TASK GOAL
Give every line on this page, answers included, as a JSON list of strings, one string per line, with blank lines and the pictures left out.

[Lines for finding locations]

%%

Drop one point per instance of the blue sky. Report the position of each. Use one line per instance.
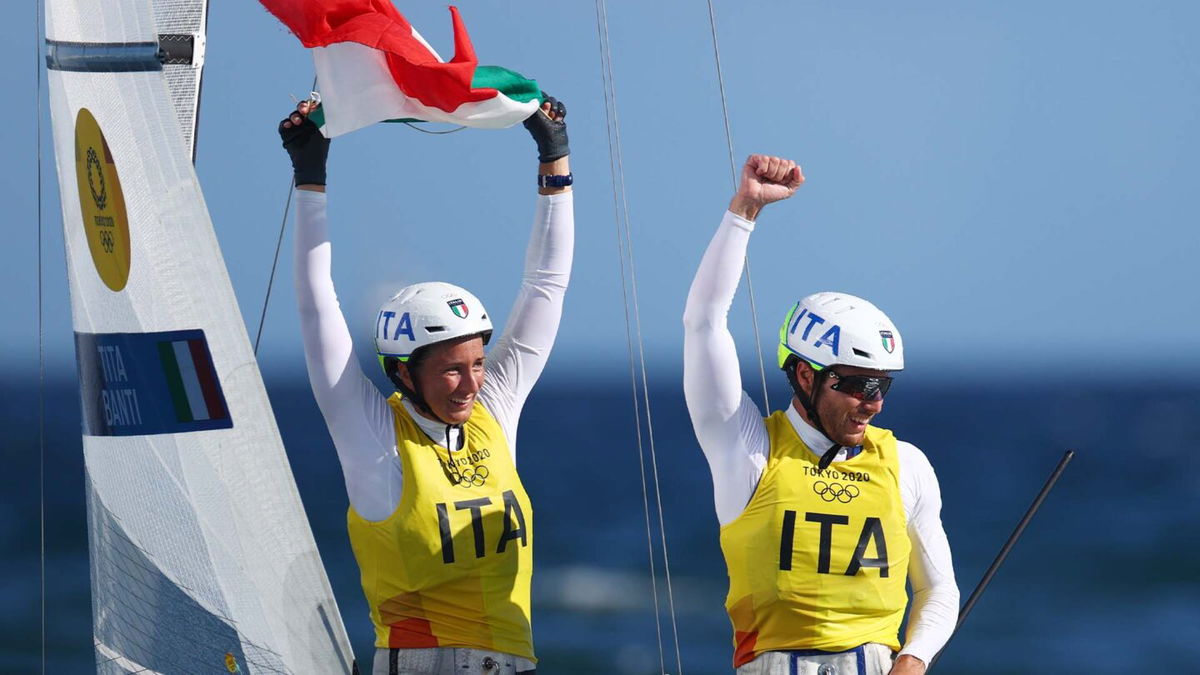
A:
(1013, 183)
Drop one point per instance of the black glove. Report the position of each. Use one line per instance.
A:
(307, 148)
(549, 133)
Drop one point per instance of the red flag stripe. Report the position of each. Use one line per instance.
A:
(204, 372)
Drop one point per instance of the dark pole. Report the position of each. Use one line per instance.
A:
(1003, 551)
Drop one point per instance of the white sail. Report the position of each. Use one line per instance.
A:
(202, 557)
(183, 25)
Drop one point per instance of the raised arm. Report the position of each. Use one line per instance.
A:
(355, 412)
(729, 426)
(520, 354)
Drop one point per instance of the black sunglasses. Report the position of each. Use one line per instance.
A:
(862, 387)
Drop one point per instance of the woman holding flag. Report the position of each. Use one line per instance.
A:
(439, 521)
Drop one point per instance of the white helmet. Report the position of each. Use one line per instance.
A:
(426, 314)
(840, 329)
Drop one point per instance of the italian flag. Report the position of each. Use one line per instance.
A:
(373, 66)
(191, 380)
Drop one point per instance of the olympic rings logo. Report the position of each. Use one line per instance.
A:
(473, 477)
(832, 491)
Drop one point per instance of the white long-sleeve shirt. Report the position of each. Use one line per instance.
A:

%%

EXERCISE OUTPUT
[
  "Drop one point per instance of the blue sky. Report the position of each. Use one line per instance.",
  "A:",
  "(1013, 183)",
  "Drop one point per instance of the black glove. Report the position of each. Use one line per instance.",
  "A:",
  "(307, 148)",
  "(549, 133)",
  "Drop one point per instance of the red flag stripe. Report the position of each. Use one line per instance.",
  "A:",
  "(204, 372)",
  "Drop one point per instance of the dark pole. Report the position of each. Use one line per instance.",
  "A:",
  "(1003, 551)",
  "Drop one point per instance of the white sail. Report the position of each. Use one line per instance.",
  "A:",
  "(202, 557)",
  "(183, 25)",
  "Drop one point per instance of the raised arm. Report the position of each. Use one line per instance.",
  "A:",
  "(355, 412)",
  "(729, 426)",
  "(520, 354)",
  "Drop one point per instance of the black sunglasses. Report the position of each. Use one line per instance.",
  "A:",
  "(862, 387)",
  "Drop one point per instance of the woman holding flag. Report the position of each. Use one line per instance.",
  "A:",
  "(439, 521)",
  "Drop one point per instance of the white helmet. Report the position of each. Use one line per instance.",
  "A:",
  "(426, 314)",
  "(840, 329)",
  "Drop one point per instance of the italian flag. Report the position of each. Use one line per instance.",
  "A:",
  "(373, 66)",
  "(191, 380)",
  "Drop one point per instance of the olympic rings logo. Report the position of each. Use one line per instance.",
  "A:",
  "(473, 477)",
  "(832, 491)",
  "Drop one point per instance of the white long-sleeve shirt. Report the position of each. Use one line per instance.",
  "A:"
]